→ Directive: Lay out the rows below as a Markdown table with two columns, Num for the line number and Content for the line itself, covering every row and leaving out blank lines. Leave the pictures out of the table.

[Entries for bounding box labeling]
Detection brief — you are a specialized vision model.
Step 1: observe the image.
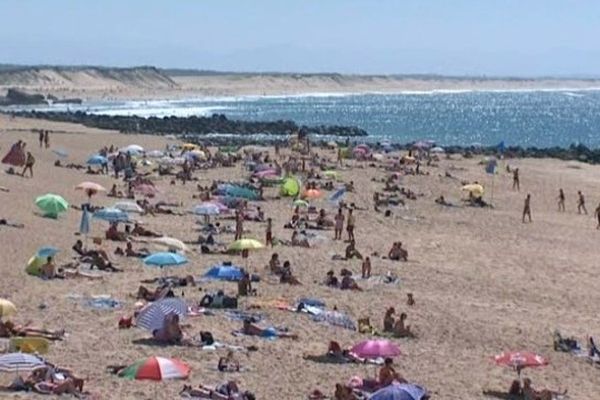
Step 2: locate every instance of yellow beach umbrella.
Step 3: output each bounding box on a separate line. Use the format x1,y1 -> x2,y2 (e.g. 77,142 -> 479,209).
0,299 -> 17,318
461,183 -> 484,197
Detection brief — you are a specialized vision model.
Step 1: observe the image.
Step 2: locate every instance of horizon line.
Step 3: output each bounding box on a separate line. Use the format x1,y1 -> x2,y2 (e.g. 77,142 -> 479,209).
0,63 -> 600,81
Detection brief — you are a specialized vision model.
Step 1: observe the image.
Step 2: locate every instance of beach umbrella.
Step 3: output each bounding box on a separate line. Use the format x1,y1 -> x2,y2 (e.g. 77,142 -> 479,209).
304,189 -> 322,200
371,153 -> 385,161
350,339 -> 401,358
461,183 -> 484,197
323,170 -> 340,180
369,382 -> 427,400
119,144 -> 144,155
152,236 -> 189,251
0,299 -> 17,318
144,252 -> 188,268
135,297 -> 188,332
204,265 -> 244,281
112,201 -> 144,213
280,178 -> 300,197
194,202 -> 221,215
52,149 -> 69,158
494,351 -> 549,375
86,154 -> 108,165
119,357 -> 190,381
146,150 -> 165,158
229,239 -> 265,251
293,199 -> 308,207
0,353 -> 45,372
92,208 -> 129,222
25,256 -> 46,276
35,193 -> 69,218
329,188 -> 346,203
181,143 -> 198,150
36,246 -> 60,258
75,182 -> 106,198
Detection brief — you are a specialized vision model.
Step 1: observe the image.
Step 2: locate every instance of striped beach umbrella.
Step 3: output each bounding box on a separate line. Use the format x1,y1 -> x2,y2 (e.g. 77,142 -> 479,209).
136,297 -> 188,332
119,357 -> 190,381
0,353 -> 44,372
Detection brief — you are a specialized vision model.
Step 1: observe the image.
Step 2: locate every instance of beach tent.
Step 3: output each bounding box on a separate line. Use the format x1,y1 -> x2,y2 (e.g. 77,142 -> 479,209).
204,265 -> 244,281
280,178 -> 300,197
119,357 -> 190,381
25,255 -> 46,276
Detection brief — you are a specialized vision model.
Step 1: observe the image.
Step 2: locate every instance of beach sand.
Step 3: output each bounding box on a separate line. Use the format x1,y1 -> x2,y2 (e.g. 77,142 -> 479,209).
0,116 -> 600,400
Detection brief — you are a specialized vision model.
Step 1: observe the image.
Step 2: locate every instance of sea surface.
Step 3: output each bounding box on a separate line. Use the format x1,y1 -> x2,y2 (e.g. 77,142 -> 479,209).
10,89 -> 600,148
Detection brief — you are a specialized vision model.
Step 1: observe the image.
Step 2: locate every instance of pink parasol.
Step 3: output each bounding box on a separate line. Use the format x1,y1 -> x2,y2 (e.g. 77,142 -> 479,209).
350,339 -> 402,358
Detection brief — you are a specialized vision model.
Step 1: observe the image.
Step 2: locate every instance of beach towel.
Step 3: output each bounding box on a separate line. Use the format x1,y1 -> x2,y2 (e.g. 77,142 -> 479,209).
85,296 -> 121,310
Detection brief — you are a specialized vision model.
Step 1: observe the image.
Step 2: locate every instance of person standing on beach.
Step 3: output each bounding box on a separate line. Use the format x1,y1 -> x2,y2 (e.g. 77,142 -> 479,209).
346,209 -> 355,242
523,193 -> 531,223
333,208 -> 344,240
513,168 -> 521,192
558,188 -> 565,212
594,204 -> 600,229
21,152 -> 35,178
234,210 -> 244,240
577,190 -> 587,215
265,218 -> 273,247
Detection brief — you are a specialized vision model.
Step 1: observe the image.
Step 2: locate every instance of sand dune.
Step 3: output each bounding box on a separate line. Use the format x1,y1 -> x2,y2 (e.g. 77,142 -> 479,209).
0,117 -> 600,400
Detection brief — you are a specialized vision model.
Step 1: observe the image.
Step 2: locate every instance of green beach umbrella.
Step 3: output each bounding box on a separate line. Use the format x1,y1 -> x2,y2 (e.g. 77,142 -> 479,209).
35,193 -> 69,218
294,200 -> 308,207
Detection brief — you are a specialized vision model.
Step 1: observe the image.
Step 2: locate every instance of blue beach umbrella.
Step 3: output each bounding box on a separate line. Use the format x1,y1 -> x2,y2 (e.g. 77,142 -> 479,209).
36,246 -> 60,258
144,252 -> 188,267
204,265 -> 244,281
370,383 -> 427,400
87,154 -> 108,165
93,208 -> 129,222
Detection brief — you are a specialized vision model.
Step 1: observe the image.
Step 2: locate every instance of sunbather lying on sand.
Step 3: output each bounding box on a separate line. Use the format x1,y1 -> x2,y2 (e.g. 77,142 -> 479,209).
0,321 -> 65,340
179,381 -> 256,400
242,319 -> 298,339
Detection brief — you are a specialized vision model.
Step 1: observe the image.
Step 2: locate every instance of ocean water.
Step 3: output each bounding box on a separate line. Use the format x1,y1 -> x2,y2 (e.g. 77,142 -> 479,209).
10,89 -> 600,148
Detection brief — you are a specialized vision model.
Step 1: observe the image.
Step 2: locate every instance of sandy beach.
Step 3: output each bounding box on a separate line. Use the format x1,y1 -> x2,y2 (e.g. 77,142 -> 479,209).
0,114 -> 600,400
0,67 -> 600,100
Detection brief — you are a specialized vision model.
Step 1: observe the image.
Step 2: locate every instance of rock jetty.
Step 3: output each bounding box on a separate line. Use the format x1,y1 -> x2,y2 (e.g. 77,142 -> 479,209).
7,111 -> 367,137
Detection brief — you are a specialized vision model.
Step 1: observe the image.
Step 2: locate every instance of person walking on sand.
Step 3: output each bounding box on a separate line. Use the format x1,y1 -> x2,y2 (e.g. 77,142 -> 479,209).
523,193 -> 531,223
333,208 -> 344,240
362,257 -> 371,279
594,203 -> 600,229
21,151 -> 35,178
265,218 -> 273,247
234,210 -> 244,240
577,190 -> 587,215
558,188 -> 565,212
346,209 -> 355,242
513,168 -> 521,192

→ Exercise result:
| Num | Content |
|---|---|
| 1 | Detection brief — you are a specialized vision model. |
| 2 | Step 1: observe the image. |
| 3 | Step 2: locate every instance of yellow beach umbrella. |
| 4 | Step 3: output each bounding box on a separate line. Use the format x1,y1 -> x2,y2 (e.g. 77,142 -> 479,209). |
| 5 | 0,299 -> 17,318 |
| 6 | 461,183 -> 484,197 |
| 7 | Detection brief — you are a specialized vision model. |
| 8 | Step 1: observe the image. |
| 9 | Step 2: locate every instance of horizon line. |
| 10 | Step 3: output each bounding box on a separate line. Use the format x1,y1 -> x2,y2 (e.g. 77,142 -> 479,209). |
| 11 | 0,63 -> 600,81 |
| 12 | Detection brief — you are a specialized vision model. |
| 13 | Step 1: observe the image. |
| 14 | Step 2: locate every instance of beach umbrella. |
| 15 | Step 3: output each bounding box on a separate line. Use the format x1,y1 -> x2,y2 (e.g. 77,142 -> 479,209). |
| 16 | 304,189 -> 322,200 |
| 17 | 371,153 -> 385,161 |
| 18 | 350,339 -> 401,358 |
| 19 | 461,183 -> 484,197 |
| 20 | 323,170 -> 340,180 |
| 21 | 369,382 -> 427,400 |
| 22 | 119,144 -> 144,155 |
| 23 | 152,236 -> 189,251 |
| 24 | 0,299 -> 17,318 |
| 25 | 144,252 -> 188,268 |
| 26 | 135,297 -> 188,332 |
| 27 | 204,265 -> 244,281 |
| 28 | 112,201 -> 144,213 |
| 29 | 280,178 -> 300,197 |
| 30 | 194,202 -> 221,215 |
| 31 | 52,149 -> 69,158 |
| 32 | 494,351 -> 549,375 |
| 33 | 86,154 -> 108,165 |
| 34 | 119,357 -> 190,381 |
| 35 | 146,150 -> 165,158 |
| 36 | 229,239 -> 265,251 |
| 37 | 293,199 -> 308,207 |
| 38 | 0,353 -> 45,372 |
| 39 | 92,208 -> 129,222 |
| 40 | 25,256 -> 46,276 |
| 41 | 35,193 -> 69,218 |
| 42 | 329,188 -> 346,203 |
| 43 | 181,143 -> 198,150 |
| 44 | 36,246 -> 60,258 |
| 45 | 75,182 -> 106,198 |
| 46 | Detection brief — you are a specialized vision model. |
| 47 | Step 1: observe the image. |
| 48 | Step 2: locate every instance of striped beach umbrella. |
| 49 | Step 3: output each bounding box on a separate line. Use the format x1,y1 -> x2,y2 (e.g. 77,142 -> 479,209). |
| 50 | 136,297 -> 188,332 |
| 51 | 119,357 -> 190,381 |
| 52 | 0,353 -> 44,372 |
| 53 | Detection brief — you are a specialized vision model. |
| 54 | Step 1: observe the image. |
| 55 | Step 2: locate every instance of beach tent. |
| 56 | Step 3: output each bounding box on a separate line. Use the format x1,y1 -> x2,y2 (e.g. 77,142 -> 479,209). |
| 57 | 204,265 -> 244,281 |
| 58 | 280,178 -> 300,197 |
| 59 | 119,357 -> 190,381 |
| 60 | 25,255 -> 46,276 |
| 61 | Detection brief — you are a specialized vision model. |
| 62 | Step 1: observe the image. |
| 63 | Step 2: locate every instance of beach sand. |
| 64 | Step 3: output each bounding box on a separate line. Use the format x1,y1 -> x2,y2 (e.g. 77,142 -> 479,209). |
| 65 | 0,116 -> 600,400 |
| 66 | Detection brief — you are a specialized vision model. |
| 67 | Step 1: observe the image. |
| 68 | Step 2: locate every instance of sea surface. |
| 69 | Step 3: output each bounding box on a separate line. Use the format x1,y1 -> x2,y2 (e.g. 77,142 -> 479,209). |
| 70 | 10,89 -> 600,148 |
| 71 | Detection brief — you are a specialized vision model. |
| 72 | Step 1: observe the image. |
| 73 | Step 2: locate every instance of pink parasol. |
| 74 | Step 3: output each bounding box on a separate line. Use the format x1,y1 -> x2,y2 (e.g. 77,142 -> 479,209). |
| 75 | 350,339 -> 402,358 |
| 76 | Detection brief — you are a specialized vision model. |
| 77 | Step 1: observe the image. |
| 78 | Step 2: locate every instance of beach towel. |
| 79 | Step 3: output each bounding box on a separate line. Use the format x1,y1 -> x2,y2 (e.g. 77,142 -> 479,209). |
| 80 | 85,296 -> 121,310 |
| 81 | Detection brief — you are a specialized vision model. |
| 82 | Step 1: observe the image. |
| 83 | Step 2: locate every instance of person standing on beach. |
| 84 | Step 3: output each bounding box on a separate line. Use the format x1,y1 -> x2,y2 (e.g. 77,142 -> 479,209). |
| 85 | 346,209 -> 355,242 |
| 86 | 523,193 -> 531,223 |
| 87 | 333,208 -> 344,240 |
| 88 | 513,168 -> 521,192 |
| 89 | 558,188 -> 565,212 |
| 90 | 594,204 -> 600,229 |
| 91 | 21,152 -> 35,178 |
| 92 | 234,210 -> 244,240 |
| 93 | 577,190 -> 587,215 |
| 94 | 265,218 -> 273,247 |
| 95 | Detection brief — you are a specialized vision model. |
| 96 | Step 1: observe the image. |
| 97 | Step 2: locate every instance of sand dune. |
| 98 | Step 3: output each bounding box on a separate line. Use the format x1,y1 -> x2,y2 (e.g. 77,142 -> 479,209). |
| 99 | 0,117 -> 600,400 |
| 100 | Detection brief — you are a specialized vision model. |
| 101 | Step 1: observe the image. |
| 102 | Step 2: locate every instance of green beach umbrella. |
| 103 | Step 3: output each bounding box on a separate line. Use the format x1,y1 -> x2,y2 (e.g. 77,142 -> 479,209). |
| 104 | 35,193 -> 69,218 |
| 105 | 294,200 -> 308,207 |
| 106 | Detection brief — you are a specialized vision model. |
| 107 | Step 1: observe the image. |
| 108 | Step 2: locate every instance of blue beach umbrella. |
| 109 | Step 3: output each bounding box on a separate line. Use the format x1,y1 -> x2,y2 (e.g. 77,142 -> 479,209). |
| 110 | 36,246 -> 60,258 |
| 111 | 144,252 -> 188,267 |
| 112 | 204,265 -> 244,281 |
| 113 | 370,383 -> 427,400 |
| 114 | 87,154 -> 108,165 |
| 115 | 93,208 -> 129,222 |
| 116 | Detection brief — you are a specialized vision model. |
| 117 | Step 1: observe the image. |
| 118 | Step 2: locate every instance of sunbather lying on sand. |
| 119 | Step 3: output each bounding box on a separate line. Use the format x1,y1 -> x2,y2 (e.g. 77,142 -> 479,209). |
| 120 | 0,321 -> 65,340 |
| 121 | 179,381 -> 256,400 |
| 122 | 242,319 -> 298,339 |
| 123 | Detection brief — you are a specialized vision model. |
| 124 | Step 1: observe the image. |
| 125 | Step 2: locate every instance of ocean water. |
| 126 | Step 3: output each bounding box on a separate line. Use the format x1,y1 -> x2,y2 (e.g. 77,142 -> 479,209). |
| 127 | 10,89 -> 600,148 |
| 128 | Detection brief — you are a specialized vision model. |
| 129 | Step 1: observe the image. |
| 130 | Step 2: locate every instance of sandy beach. |
| 131 | Step 3: output each bounding box on a separate line. Use the format x1,y1 -> x2,y2 (e.g. 77,142 -> 479,209). |
| 132 | 0,114 -> 600,400 |
| 133 | 0,67 -> 600,100 |
| 134 | Detection brief — you are a specialized vision model. |
| 135 | Step 1: observe the image. |
| 136 | Step 2: locate every instance of rock jetty. |
| 137 | Step 3: output each bounding box on a separate line. Use the format x1,y1 -> x2,y2 (e.g. 77,142 -> 479,209). |
| 138 | 7,111 -> 367,137 |
| 139 | Detection brief — you are a specialized vision model. |
| 140 | Step 1: observe the image. |
| 141 | Step 2: locate every instance of person walking on sand. |
| 142 | Step 3: output each bounding box on a separate line. Use the format x1,y1 -> x2,y2 (e.g. 77,142 -> 479,209). |
| 143 | 523,193 -> 531,223 |
| 144 | 333,208 -> 344,240 |
| 145 | 362,257 -> 371,279 |
| 146 | 594,203 -> 600,229 |
| 147 | 21,151 -> 35,178 |
| 148 | 265,218 -> 273,247 |
| 149 | 234,210 -> 244,240 |
| 150 | 577,190 -> 587,215 |
| 151 | 558,188 -> 565,212 |
| 152 | 346,209 -> 355,242 |
| 153 | 513,168 -> 521,192 |